Copy every line of the data below exactly as given, except for the pictures.

***** Data listing

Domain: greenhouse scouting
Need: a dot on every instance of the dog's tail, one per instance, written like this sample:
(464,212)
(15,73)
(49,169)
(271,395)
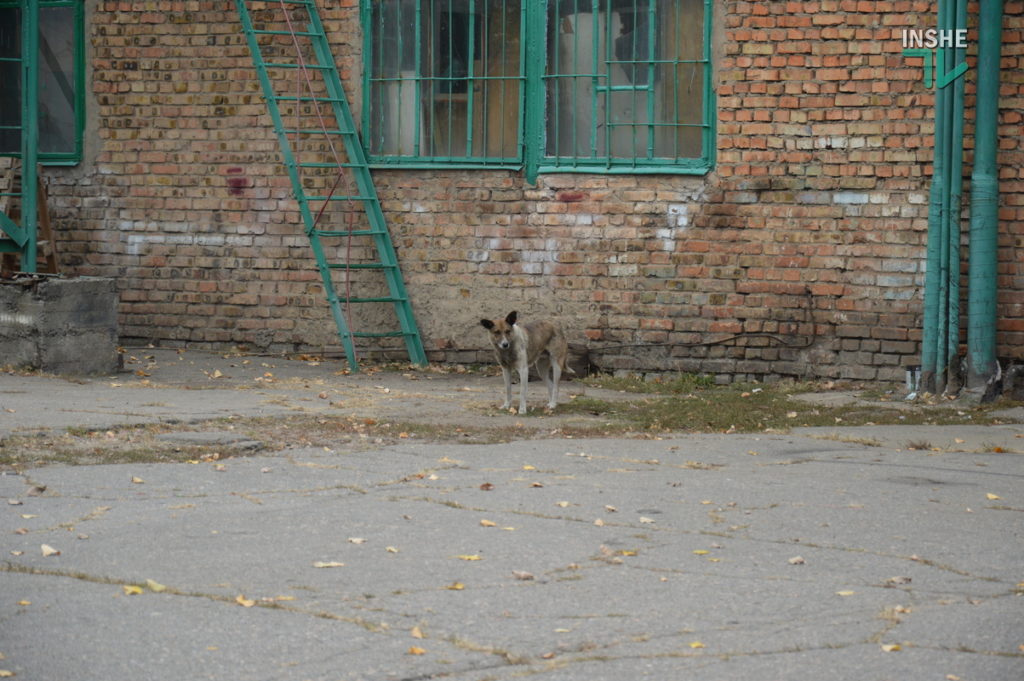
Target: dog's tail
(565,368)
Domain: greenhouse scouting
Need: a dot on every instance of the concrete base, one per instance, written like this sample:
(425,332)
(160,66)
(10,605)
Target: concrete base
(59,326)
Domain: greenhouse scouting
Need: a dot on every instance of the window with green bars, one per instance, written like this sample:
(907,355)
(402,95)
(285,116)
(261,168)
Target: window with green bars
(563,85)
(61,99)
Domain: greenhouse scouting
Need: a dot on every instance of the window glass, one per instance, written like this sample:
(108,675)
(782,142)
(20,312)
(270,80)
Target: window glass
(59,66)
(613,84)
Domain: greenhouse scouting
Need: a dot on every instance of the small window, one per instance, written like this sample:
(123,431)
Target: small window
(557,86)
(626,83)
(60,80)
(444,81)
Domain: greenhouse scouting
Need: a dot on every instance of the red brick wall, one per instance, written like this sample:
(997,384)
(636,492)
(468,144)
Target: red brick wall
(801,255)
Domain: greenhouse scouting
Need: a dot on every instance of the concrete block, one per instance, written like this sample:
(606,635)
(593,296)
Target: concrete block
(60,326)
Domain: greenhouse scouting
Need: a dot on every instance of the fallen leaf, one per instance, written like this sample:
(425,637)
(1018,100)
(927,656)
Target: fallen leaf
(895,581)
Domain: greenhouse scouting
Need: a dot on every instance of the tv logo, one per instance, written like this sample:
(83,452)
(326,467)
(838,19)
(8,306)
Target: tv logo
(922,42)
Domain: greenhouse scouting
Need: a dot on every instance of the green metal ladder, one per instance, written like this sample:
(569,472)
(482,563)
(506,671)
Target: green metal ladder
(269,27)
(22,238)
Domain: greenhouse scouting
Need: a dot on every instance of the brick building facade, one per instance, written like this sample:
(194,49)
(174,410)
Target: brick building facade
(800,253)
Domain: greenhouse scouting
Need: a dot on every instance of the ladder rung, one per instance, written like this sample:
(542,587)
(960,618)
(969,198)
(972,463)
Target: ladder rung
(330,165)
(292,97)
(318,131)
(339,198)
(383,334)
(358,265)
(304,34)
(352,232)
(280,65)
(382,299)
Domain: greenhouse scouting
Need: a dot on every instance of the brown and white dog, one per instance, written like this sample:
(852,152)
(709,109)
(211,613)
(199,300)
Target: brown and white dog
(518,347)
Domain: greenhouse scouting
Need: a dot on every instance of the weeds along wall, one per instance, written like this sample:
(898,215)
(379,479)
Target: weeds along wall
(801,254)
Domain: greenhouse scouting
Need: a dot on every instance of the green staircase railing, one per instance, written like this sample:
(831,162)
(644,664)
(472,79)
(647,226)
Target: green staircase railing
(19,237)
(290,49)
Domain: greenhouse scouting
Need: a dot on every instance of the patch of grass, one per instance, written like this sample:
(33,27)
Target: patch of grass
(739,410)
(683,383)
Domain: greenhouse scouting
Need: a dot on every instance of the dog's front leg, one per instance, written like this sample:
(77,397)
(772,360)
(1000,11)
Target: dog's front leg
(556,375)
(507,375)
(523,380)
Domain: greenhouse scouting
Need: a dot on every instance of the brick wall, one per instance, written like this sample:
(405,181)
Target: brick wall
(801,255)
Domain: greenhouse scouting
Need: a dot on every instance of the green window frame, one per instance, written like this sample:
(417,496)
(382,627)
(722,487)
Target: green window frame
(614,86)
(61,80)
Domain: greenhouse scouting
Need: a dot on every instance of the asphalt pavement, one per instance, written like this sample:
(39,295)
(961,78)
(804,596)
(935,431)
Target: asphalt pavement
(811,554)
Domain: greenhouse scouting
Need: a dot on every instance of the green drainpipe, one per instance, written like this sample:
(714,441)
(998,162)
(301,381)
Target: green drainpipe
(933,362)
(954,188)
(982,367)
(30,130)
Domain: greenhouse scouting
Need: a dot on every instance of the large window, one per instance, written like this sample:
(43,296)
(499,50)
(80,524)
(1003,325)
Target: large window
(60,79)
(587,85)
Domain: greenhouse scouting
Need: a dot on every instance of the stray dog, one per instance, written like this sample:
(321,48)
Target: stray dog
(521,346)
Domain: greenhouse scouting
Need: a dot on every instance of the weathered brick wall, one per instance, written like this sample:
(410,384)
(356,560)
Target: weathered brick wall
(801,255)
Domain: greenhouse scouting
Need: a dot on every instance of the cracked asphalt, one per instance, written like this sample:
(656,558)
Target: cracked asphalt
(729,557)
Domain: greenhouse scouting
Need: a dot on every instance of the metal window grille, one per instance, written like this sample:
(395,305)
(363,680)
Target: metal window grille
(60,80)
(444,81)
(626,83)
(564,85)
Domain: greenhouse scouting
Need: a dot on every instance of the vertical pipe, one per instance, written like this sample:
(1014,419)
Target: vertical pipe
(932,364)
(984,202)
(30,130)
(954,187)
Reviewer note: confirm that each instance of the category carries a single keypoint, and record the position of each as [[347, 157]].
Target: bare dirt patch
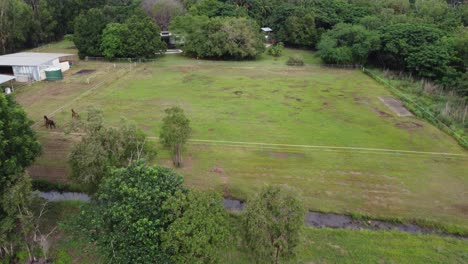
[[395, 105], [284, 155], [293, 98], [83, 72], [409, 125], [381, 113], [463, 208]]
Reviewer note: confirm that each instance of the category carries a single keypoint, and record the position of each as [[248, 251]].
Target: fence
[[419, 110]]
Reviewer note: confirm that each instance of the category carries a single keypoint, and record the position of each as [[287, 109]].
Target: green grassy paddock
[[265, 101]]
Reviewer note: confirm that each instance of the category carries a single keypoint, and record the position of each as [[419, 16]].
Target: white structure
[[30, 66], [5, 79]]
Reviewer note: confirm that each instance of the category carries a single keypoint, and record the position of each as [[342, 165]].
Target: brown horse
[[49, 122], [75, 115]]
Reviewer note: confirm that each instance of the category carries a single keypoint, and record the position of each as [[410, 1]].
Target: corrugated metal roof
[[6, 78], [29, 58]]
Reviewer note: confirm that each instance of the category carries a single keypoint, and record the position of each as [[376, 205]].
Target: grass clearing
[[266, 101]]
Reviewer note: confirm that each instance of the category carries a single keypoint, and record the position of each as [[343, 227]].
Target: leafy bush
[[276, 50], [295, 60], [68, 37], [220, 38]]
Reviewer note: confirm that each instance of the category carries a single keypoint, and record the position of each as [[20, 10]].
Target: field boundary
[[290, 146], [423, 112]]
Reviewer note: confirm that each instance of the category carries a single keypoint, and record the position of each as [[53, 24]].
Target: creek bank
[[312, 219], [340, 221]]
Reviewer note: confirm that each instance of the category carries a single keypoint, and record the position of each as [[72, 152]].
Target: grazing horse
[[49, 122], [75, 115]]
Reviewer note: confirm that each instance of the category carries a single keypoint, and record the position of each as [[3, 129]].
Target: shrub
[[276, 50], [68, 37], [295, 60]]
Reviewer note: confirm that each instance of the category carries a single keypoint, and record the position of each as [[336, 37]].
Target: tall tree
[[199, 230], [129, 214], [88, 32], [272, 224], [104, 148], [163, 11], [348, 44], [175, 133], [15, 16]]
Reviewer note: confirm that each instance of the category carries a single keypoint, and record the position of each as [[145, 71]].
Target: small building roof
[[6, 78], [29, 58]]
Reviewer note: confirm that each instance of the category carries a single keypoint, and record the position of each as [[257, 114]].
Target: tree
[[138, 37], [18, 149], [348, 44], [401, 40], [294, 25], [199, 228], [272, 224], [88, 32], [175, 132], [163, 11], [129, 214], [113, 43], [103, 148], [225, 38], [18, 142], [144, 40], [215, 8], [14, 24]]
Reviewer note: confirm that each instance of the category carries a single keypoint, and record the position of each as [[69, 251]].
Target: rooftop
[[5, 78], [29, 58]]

**********

• Reply to the exercise:
Domain: greenhouse scouting
Need: a dot on every instance of the dog's tail, one per instance, written like this sample:
(464,212)
(15,73)
(49,169)
(271,395)
Target: dog's tail
(565,368)
Domain: greenhouse scouting
Need: a dot on every instance of the concrete base, one per instance, written like this sample:
(425,332)
(160,66)
(10,605)
Target: concrete base
(59,326)
Domain: greenhouse scouting
Need: a dot on every instance of the window with green bars, one per instance, written like this sample:
(907,355)
(402,95)
(285,116)
(261,168)
Target: window with green bars
(563,85)
(61,99)
Domain: greenhouse scouting
Need: a dot on every instance of the window glass, one per instance, written like this sample:
(108,675)
(782,142)
(20,312)
(270,80)
Target: window glass
(59,66)
(613,84)
Domain: greenhouse scouting
Need: a dot on every instance of the small window, one per instance, written like this sample:
(123,431)
Target: small window
(557,86)
(626,83)
(60,80)
(444,81)
Domain: greenhouse scouting
Need: a dot on every instance of the red brick wall, one per instance, written like this sample:
(997,384)
(636,492)
(468,144)
Target: red brick wall
(801,255)
Domain: greenhouse scouting
Need: a dot on every instance of the concrete block, one per instance, written like this sample:
(606,635)
(593,296)
Target: concrete block
(60,326)
Domain: greenhouse scouting
Need: a dot on every instance of the fallen leaf, one per instance, written like this sample:
(425,637)
(1018,100)
(927,656)
Target: fallen leaf
(895,581)
Domain: greenhouse scouting
Need: a dot on every instance of the tv logo, one per instance, written like this sample:
(83,452)
(326,467)
(838,19)
(8,306)
Target: tv logo
(922,42)
Domain: greenhouse scouting
Need: a dot on every instance of the green metal ladder, one per instance, written like this sample:
(569,472)
(482,563)
(506,671)
Target: green metal ladder
(269,27)
(22,238)
Domain: greenhouse scouting
Need: a dot on every instance of the brick building facade, one per instance, written like this sample:
(194,49)
(174,410)
Target: brick building facade
(800,253)
Domain: greenhouse scouting
Need: a dot on every instance of the ladder rung, one per instance, written like this sample:
(542,587)
(960,618)
(969,198)
(972,463)
Target: ladder rung
(330,165)
(292,97)
(318,131)
(339,198)
(383,334)
(358,265)
(304,34)
(352,232)
(280,65)
(382,299)
Domain: greenhouse scouting
Need: a dot on every instance of the brown and white dog, one per instance, written like this sample:
(852,152)
(709,109)
(211,613)
(199,300)
Target: brown and white dog
(518,347)
Domain: greenhouse scouting
Need: a dot on every instance of the weeds along wall, one per instance, written like this sample:
(898,215)
(379,479)
Target: weeds along wall
(801,254)
Domain: greenhouse scouting
Need: a dot on every instance of the green staircase railing, one per instance, written like this sample:
(831,162)
(644,664)
(472,79)
(647,226)
Target: green staircase railing
(19,237)
(290,49)
Domain: greenhouse scouting
Need: a dot on every instance of the patch of grass, one per instance, written like this sample:
(33,27)
Target: patch of grass
(739,410)
(683,383)
Domain: greenhouse scouting
Need: a dot on every instance of the dog's front leg, one per instance, written like this sample:
(77,397)
(772,360)
(1000,11)
Target: dog's front leg
(556,375)
(507,375)
(523,380)
Domain: greenhouse scouting
Need: a dot on every instance of the brick wall, one per instance, written like this sample:
(405,181)
Target: brick wall
(801,255)
Domain: greenhouse scouting
Need: a dot on every instance of the green window frame, one per instance, written like this sample:
(417,496)
(382,627)
(722,487)
Target: green window frame
(614,86)
(61,80)
Domain: greenhouse scouting
Need: a dot on every instance of the asphalt pavement, one per instance, written like this sample:
(39,295)
(961,78)
(804,596)
(935,431)
Target: asphalt pavement
(811,554)
Domain: greenhouse scouting
Need: a dot on every instance of the green drainpipe, one per instance, written like this sample:
(714,441)
(998,162)
(301,381)
Target: green drainpipe
(933,362)
(954,188)
(982,367)
(30,130)
Domain: greenhouse scouting
Need: a dot on every instance of the large window, one per instance, written like this sample:
(43,296)
(499,50)
(80,524)
(1003,325)
Target: large window
(60,79)
(587,85)
Domain: greenhouse scouting
Need: a dot on every instance of the stray dog, one per instance, written like this sample:
(321,48)
Target: stray dog
(521,346)
Domain: greenhouse scouting
Need: a dot on every instance of the weathered brick wall, one per instance, written like this sample:
(410,384)
(356,560)
Target: weathered brick wall
(801,255)
Domain: greenhouse scouting
Need: a dot on every instance of the cracked asphalt, one per instance, written like this sample:
(656,558)
Target: cracked asphalt
(729,557)
Domain: greenhouse scouting
Need: a dot on every instance of the metal window grille, one per instance, written like this sample:
(395,305)
(363,680)
Target: metal window grille
(60,80)
(444,81)
(626,83)
(564,85)
Domain: greenhouse scouting
Need: a dot on every instance of the vertical pipe, one per instance, written like this sample:
(1014,419)
Target: vertical pipe
(932,364)
(984,202)
(30,130)
(954,187)
Reviewer note: confirm that each instance of the category carries a single keypoint, and record the position of each as [[347, 157]].
Target: bare dirt patch
[[395, 105], [284, 155], [293, 98], [83, 72], [409, 125], [381, 113], [463, 208]]
Reviewer note: confirm that each instance of the category carries a single keypoint, and record the position of each as [[248, 251]].
Target: fence
[[419, 110]]
Reviewer note: confirm that each instance of the category carries a single keypoint, and record the position of each as [[287, 109]].
Target: green grassy paddock
[[265, 101]]
Reviewer note: confirm that each instance of the category carries a single keypoint, and record the position of each as [[419, 16]].
Target: white structure
[[30, 66], [5, 79]]
Reviewer note: confirm that each instance of the category carries a single keypoint, and record the position of each as [[342, 165]].
Target: brown horse
[[49, 122], [75, 115]]
Reviewer note: confirm that each instance of the category carries a single keypoint, and record the position of each as [[410, 1]].
Target: corrugated metal roof
[[6, 78], [29, 58]]
Reviewer note: confirm that each instance of the category carries a single keypoint, and record the position of each as [[376, 205]].
Target: grass clearing
[[266, 101]]
Reviewer note: confirm that each instance of the category carries a single keypoint, and record the position of each as [[343, 227]].
Target: leafy bush
[[276, 50], [295, 60], [68, 37], [220, 38]]
Reviewer note: confirm that each instance of the category carries a single keypoint, and record the position of each as [[20, 10]].
Target: field boundary
[[290, 146], [423, 112]]
Reviewer note: confirm that each instance of the category carries a single keypoint, and record the position of each as [[53, 24]].
Target: creek bank
[[312, 219], [340, 221]]
Reviewer note: confirm that each instance of the category carries a single keypoint, and record the position of each as [[72, 152]].
Target: grazing horse
[[49, 122], [75, 115]]
Reviewer note: confirm that each instance of the category carries a single keypoint, and record the position of each as [[3, 129]].
Target: shrub
[[276, 50], [68, 37], [295, 60]]
Reviewer note: confirm that each instance of the category carries a single keypoint, and record the position of each as [[336, 37]].
Target: tall tree
[[199, 230], [129, 214], [88, 32], [272, 224], [104, 148], [163, 11], [348, 44], [175, 133], [15, 16]]
Reviewer note: confirm that each instance of the category carries a single keypoint, and record the position of each as [[145, 71]].
Target: small building roof
[[6, 78], [29, 58]]
Reviewer note: confirm that each instance of the category carries a single keypoint, and record the position of each as [[257, 114]].
Target: tree
[[138, 37], [18, 149], [348, 44], [401, 40], [294, 25], [199, 228], [272, 224], [88, 32], [175, 132], [163, 11], [129, 214], [113, 43], [103, 148], [225, 38], [18, 142], [144, 40], [215, 8], [14, 24]]
Reviewer note: confirm that each instance of the category carries a single keypoint, and record the position of each as [[69, 251]].
Target: rooftop
[[5, 78], [29, 58]]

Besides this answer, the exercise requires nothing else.